WHAT YOU SHOULD DO: Your response should reproduce every line of the entries that contains the word "leaf".

————

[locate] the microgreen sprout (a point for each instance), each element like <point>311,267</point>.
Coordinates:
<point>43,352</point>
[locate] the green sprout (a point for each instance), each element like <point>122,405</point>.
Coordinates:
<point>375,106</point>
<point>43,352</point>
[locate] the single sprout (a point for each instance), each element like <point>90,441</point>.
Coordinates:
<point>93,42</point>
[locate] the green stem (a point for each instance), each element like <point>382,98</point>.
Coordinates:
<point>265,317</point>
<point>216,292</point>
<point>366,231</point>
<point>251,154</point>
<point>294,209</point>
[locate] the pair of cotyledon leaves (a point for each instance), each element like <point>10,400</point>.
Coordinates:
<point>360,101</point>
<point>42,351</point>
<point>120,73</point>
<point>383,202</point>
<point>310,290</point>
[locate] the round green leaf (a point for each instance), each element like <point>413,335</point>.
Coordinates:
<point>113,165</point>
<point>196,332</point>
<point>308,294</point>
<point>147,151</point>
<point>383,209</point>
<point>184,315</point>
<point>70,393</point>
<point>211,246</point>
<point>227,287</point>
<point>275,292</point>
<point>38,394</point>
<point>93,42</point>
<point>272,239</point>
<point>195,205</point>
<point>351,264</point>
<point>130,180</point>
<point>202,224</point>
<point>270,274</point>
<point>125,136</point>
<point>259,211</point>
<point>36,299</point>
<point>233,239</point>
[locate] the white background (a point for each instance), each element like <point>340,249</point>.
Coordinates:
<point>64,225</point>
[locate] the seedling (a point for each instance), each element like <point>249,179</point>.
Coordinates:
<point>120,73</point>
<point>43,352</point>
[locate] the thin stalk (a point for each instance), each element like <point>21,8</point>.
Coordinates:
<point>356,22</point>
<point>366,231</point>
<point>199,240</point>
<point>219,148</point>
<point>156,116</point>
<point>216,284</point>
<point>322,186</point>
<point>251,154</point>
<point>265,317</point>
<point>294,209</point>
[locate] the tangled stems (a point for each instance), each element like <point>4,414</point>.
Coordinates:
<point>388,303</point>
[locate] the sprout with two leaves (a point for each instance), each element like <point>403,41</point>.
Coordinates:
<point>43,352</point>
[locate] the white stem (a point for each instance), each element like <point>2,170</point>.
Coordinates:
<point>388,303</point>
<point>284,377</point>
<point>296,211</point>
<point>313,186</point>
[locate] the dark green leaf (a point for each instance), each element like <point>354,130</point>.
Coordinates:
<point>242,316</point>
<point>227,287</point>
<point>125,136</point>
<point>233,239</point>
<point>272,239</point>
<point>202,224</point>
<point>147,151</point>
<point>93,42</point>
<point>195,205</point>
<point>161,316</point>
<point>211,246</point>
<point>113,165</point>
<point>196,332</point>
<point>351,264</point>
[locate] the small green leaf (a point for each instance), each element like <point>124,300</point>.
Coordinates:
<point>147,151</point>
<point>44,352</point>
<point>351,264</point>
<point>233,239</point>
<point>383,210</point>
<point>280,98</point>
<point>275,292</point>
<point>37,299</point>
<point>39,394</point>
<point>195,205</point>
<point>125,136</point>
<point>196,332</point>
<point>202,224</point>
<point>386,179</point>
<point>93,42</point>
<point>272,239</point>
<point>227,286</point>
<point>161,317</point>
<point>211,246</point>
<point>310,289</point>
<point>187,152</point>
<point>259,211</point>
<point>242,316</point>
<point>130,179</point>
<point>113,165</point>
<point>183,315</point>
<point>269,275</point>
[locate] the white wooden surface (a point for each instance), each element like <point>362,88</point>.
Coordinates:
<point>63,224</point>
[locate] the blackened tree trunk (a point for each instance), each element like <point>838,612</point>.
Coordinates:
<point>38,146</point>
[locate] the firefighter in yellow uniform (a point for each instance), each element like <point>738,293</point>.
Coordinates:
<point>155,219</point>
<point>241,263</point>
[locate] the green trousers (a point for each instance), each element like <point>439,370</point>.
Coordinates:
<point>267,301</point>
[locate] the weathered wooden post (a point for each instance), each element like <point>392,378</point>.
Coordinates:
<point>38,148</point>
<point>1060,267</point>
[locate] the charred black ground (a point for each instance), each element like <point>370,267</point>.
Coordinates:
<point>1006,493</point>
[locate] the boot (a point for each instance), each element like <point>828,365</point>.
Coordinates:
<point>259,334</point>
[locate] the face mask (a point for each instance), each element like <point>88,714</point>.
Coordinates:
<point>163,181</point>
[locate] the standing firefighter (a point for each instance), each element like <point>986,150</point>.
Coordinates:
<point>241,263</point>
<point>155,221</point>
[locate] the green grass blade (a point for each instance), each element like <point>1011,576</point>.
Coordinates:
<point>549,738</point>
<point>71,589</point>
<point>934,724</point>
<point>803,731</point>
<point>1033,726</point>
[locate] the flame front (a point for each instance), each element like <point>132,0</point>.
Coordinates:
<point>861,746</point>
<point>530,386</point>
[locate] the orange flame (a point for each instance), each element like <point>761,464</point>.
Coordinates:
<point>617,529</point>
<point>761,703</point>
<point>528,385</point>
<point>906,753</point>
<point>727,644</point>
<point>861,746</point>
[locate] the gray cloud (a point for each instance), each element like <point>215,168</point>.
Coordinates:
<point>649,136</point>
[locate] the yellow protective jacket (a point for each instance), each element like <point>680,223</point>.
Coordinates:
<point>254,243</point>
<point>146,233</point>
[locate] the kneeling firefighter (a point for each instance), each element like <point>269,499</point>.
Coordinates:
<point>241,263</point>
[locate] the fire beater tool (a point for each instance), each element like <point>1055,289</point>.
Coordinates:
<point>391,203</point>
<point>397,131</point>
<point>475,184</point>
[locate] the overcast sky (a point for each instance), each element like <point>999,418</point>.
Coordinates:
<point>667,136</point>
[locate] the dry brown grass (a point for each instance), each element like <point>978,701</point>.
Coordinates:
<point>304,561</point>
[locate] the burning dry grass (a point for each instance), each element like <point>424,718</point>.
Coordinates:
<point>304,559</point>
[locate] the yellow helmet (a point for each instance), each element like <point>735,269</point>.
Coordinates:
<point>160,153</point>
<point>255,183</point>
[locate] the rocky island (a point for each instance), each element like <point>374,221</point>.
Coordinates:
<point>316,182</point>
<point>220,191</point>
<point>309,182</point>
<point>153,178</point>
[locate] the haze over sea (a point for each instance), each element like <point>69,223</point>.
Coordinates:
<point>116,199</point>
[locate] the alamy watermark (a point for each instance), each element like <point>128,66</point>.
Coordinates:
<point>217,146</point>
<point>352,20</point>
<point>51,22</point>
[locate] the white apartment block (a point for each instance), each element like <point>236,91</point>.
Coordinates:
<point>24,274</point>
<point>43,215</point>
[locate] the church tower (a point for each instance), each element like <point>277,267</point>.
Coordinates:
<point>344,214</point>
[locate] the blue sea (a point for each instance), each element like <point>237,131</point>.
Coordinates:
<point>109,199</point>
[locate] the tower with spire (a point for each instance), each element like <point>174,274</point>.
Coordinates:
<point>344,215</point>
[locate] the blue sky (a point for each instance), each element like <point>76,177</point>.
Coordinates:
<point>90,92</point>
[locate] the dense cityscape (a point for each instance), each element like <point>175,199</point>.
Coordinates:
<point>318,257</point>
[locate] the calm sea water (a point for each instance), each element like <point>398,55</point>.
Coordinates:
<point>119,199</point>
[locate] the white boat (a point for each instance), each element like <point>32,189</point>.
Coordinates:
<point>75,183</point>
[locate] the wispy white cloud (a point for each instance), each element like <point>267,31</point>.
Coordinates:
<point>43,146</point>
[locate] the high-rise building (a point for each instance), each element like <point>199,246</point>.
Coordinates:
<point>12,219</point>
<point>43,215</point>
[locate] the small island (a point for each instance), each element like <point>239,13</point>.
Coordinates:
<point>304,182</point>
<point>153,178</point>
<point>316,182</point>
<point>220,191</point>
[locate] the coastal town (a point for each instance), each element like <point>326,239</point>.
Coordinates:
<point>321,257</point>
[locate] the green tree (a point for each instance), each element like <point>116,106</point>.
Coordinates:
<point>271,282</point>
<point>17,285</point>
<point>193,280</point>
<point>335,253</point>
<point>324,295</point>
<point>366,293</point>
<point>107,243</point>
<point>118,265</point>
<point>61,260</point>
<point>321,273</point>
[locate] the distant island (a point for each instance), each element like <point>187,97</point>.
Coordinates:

————

SOLUTION TO THE EXERCISE:
[locate] the round green leaf (a point for each instance), each element like <point>413,335</point>.
[locate] the dark green leaf (a point for each instance), each element like <point>354,130</point>.
[locate] the small green leaf (a point for each instance), each element like <point>124,300</point>.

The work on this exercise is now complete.